DATASET CONTENT:

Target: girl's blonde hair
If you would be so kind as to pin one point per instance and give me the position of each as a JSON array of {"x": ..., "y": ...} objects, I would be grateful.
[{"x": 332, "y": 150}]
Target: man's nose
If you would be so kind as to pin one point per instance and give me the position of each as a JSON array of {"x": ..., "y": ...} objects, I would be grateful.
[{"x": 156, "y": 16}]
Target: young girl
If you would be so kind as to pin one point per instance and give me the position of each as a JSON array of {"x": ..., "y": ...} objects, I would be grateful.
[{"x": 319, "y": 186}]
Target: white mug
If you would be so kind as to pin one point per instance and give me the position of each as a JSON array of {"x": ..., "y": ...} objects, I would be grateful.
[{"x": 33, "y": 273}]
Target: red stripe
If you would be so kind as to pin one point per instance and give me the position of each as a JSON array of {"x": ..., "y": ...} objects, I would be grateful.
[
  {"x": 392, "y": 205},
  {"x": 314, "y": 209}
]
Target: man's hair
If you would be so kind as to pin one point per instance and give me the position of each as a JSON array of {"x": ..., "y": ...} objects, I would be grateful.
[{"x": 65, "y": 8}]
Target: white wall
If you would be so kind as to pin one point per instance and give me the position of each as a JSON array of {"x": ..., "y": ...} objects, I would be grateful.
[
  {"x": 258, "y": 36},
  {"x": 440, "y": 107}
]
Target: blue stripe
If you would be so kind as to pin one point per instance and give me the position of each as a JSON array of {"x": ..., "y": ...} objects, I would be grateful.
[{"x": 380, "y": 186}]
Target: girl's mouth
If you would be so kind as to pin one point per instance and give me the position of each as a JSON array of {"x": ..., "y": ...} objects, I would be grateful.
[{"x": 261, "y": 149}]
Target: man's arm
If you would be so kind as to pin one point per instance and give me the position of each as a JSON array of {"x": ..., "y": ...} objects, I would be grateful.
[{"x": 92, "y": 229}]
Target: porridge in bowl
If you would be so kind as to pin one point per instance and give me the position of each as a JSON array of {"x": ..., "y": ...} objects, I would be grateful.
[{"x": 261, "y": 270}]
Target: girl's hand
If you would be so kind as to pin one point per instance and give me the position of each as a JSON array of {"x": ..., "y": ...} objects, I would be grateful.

EXERCISE OBJECTIVE: Copy out word for word the lines of the material above, beginning with the line that contains "Target: girl's hand" and continuing through the final line of the material, both included.

RESULT OF THIS EXERCISE:
Target: girl's hand
If you would be so kind as to pin one point per instance and give me the position of each as a JSON array of {"x": ..., "y": ...} objects, I would be grateful.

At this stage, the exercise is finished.